- Required tasks -
a. Please copy the passage on the MM algorithm word for word, starting at "The above iterative" and ending at "with bounded curvature.".
b. According to the passage on the MM algorithm, what kind of objective function does Majorize-Minimization minimize?
c. Condense the paragraph of the MM algorithm passage that begins "The MM algorithm works by finding" into a single sentence.

The MM algorithm works by finding a surrogate function that minorizes or majorizes the objective function. Optimizing the surrogate function will either improve the value of the objective function or leave it unchanged.

Taking the minorize-maximization version, let $f(\theta)$ be the objective concave function to be maximized. At the m step of the algorithm, $m=0,1...$, the constructed function $g(\theta|\theta_m)$ will be called the minorized version of the objective function (the surrogate function) at $\theta_m$ if

    $g(\theta|\theta_m) \le f(\theta) \text{ for all } \theta$
    $g(\theta_m|\theta_m)=f(\theta_m)$

Then, maximize $g(\theta|\theta_m)$ instead of $f(\theta)$, and let

    $\theta_{m+1}=\arg\max_{\theta}g(\theta|\theta_m)$

The above iterative method will guarantee that $f(\theta_m)$ will converge to a local optimum or a saddle point as m goes to infinity. By the above construction
   $f(\theta_{m+1}) \ge g(\theta_{m+1}|\theta_m) \ge g(\theta_m|\theta_m)= f(\theta_m)$

The marching of $\theta_m$ and the surrogate functions relative to the objective function is shown in the figure.

Majorize-Minimization is the same procedure but with a convex objective to be minimised.

==Constructing the surrogate function==
One can use any inequality to construct the desired majorized/minorized version of the objective function. Typical choices include
- Jensen's inequality
- Convexity inequality
- Cauchy–Schwarz inequality
- Inequality of arithmetic and geometric means
- Quadratic majorization/mininorization via second order Taylor expansion of twice-differentiable functions with bounded curvature.

- Information shown -

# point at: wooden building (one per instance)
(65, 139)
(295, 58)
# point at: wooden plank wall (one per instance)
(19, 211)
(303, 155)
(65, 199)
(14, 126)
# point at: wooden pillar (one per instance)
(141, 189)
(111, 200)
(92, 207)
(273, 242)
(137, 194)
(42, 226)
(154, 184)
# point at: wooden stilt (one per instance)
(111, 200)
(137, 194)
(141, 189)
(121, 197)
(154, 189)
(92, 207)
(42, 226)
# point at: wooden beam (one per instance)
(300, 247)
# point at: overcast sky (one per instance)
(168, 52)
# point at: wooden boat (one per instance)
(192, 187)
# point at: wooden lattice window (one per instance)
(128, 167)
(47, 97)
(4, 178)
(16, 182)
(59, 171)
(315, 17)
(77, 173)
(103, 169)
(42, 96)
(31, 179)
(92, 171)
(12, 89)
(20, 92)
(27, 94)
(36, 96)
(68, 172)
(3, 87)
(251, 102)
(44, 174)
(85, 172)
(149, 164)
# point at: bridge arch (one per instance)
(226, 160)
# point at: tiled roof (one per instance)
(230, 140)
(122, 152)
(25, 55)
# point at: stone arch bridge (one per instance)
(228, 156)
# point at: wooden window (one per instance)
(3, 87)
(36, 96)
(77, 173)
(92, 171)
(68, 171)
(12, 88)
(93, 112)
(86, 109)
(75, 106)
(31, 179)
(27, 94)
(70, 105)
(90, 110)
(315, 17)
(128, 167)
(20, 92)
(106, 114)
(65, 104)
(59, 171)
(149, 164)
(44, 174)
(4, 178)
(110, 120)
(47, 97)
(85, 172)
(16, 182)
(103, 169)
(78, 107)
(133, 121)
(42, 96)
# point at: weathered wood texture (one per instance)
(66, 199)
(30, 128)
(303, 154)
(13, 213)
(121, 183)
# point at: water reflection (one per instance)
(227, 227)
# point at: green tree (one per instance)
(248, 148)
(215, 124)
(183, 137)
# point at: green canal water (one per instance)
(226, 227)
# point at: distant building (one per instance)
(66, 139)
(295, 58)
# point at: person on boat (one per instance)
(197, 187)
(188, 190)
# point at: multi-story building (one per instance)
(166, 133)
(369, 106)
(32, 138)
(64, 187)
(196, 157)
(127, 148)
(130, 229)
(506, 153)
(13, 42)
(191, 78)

- Solved tasks -
a.
The above iterative method will guarantee that $f(\theta_m)$ will converge to a local optimum or a saddle point as m goes to infinity. By the above construction
   $f(\theta_{m+1}) \ge g(\theta_{m+1}|\theta_m) \ge g(\theta_m|\theta_m)= f(\theta_m)$

The marching of $\theta_m$ and the surrogate functions relative to the objective function is shown in the figure.

Majorize-Minimization is the same procedure but with a convex objective to be minimised.

==Constructing the surrogate function==
One can use any inequality to construct the desired majorized/minorized version of the objective function. Typical choices include
- Jensen's inequality
- Convexity inequality
- Cauchy–Schwarz inequality
- Inequality of arithmetic and geometric means
- Quadratic majorization/mininorization via second order Taylor expansion of twice-differentiable functions with bounded curvature.

b. A convex objective function.

c. The MM algorithm optimizes a surrogate function that minorizes or majorizes the objective function, which either improves the objective's value or leaves it unchanged.